--- Text to read ---
We're going to write about fronting peaks, one of the more common problems that we can encounter when doing gas chromatography. Fronting peaks and their distinctive shark fin peak shape really tell us that we have put more material into the column than it can handle. We can address that in two principal ways. We can make a change to the column, so that it can handle more, or we can put less material into the column. Let's walk through each of those. If we want to make a change to the column, so that it can hold more stuff, we can choose a column that has a thicker stationary phase or we can choose a column that has a stationary phase that is more compatible with the material that we're injecting. If we want to put less material into the column, we can either quite simply inject less, or if we're doing a split injection, we can increase our split ratio, which in turn is resulting in less material being put into the column. Those are the two solution paths that we have to solve fronting peaks.

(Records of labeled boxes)
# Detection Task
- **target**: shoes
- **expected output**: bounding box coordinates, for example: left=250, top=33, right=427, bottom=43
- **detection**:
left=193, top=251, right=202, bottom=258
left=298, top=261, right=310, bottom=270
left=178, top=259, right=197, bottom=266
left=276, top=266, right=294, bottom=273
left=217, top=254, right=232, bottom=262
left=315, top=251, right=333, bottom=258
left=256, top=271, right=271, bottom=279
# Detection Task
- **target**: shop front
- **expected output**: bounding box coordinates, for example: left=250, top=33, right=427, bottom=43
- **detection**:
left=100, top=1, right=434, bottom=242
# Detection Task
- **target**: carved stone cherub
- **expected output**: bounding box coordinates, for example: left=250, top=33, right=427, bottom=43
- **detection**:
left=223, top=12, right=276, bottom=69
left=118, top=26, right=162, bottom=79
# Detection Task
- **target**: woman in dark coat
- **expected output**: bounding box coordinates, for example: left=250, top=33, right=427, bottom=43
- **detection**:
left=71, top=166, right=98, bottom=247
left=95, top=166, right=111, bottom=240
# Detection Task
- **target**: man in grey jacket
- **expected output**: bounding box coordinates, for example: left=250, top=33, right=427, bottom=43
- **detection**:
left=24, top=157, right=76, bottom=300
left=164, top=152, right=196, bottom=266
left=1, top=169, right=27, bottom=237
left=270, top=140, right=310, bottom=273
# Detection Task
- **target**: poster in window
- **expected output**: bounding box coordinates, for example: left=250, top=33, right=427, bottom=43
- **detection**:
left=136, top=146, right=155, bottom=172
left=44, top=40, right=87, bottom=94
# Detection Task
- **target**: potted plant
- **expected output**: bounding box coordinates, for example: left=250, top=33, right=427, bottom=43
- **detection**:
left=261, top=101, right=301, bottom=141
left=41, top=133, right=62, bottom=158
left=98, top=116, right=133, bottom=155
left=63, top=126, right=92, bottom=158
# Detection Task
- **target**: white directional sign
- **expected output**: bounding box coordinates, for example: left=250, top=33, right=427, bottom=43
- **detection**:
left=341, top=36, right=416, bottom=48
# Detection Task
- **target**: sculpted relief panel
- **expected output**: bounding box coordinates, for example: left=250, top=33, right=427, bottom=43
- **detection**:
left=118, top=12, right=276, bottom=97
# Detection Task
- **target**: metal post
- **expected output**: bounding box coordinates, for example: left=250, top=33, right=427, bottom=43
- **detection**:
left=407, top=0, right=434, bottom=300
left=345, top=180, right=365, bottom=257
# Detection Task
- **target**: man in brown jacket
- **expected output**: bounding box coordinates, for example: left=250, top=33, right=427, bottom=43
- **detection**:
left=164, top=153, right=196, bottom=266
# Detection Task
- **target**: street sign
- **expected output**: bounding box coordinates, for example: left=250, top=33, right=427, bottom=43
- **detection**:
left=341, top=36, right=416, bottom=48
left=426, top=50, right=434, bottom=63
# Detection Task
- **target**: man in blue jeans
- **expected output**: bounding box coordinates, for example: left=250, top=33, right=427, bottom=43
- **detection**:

--- Required work ---
**A)** Answer these about the text on fronting peaks:
(i) What peak shape is distinctive of fronting peaks?
(ii) What do fronting peaks tell us about the material put into the column?
(iii) When doing a split injection, what change results in less material going into the column?
**B)** List every specific change the text on fronting peaks offers for solving them.
**C)** Carry on the text on fronting peaks in gas chromatography from its last sentence.

--- Responses for each task ---
**A)**
(i) A shark fin shape.
(ii) More material has been put into the column than it can handle.
(iii) Increasing the split ratio.

**B)**
- Choose a column with a thicker stationary phase.
- Choose a column with a stationary phase more compatible with the material being injected.
- Inject less material.
- Increase the split ratio when doing a split injection.

**C)**
Trimming a GC Column to Remove Contamination:

In this article, we're going to be writing about column trimming. It's a really simple technique that we can use to remove some contamination from our G.C. columns. Very straightforward, as well. All we're going to do is uninstall our column and chop off about the first 15 centimetres or so. That's the area where most of the contamination accumulates on our column, on the inlet side of things. After we've done that trimming, we can simply re-install our column and proceed as usual. One other note, though. It is important for us to update our instrument software with our new column length. That software uses physical dimensions of the column—ID and length specifically—in order to help regulate pressure and flow. As we trim a column over time, we want to make sure that we keep updating our column length in the software. With that in mind, that's all that's involved with trimming a column to remove contamination.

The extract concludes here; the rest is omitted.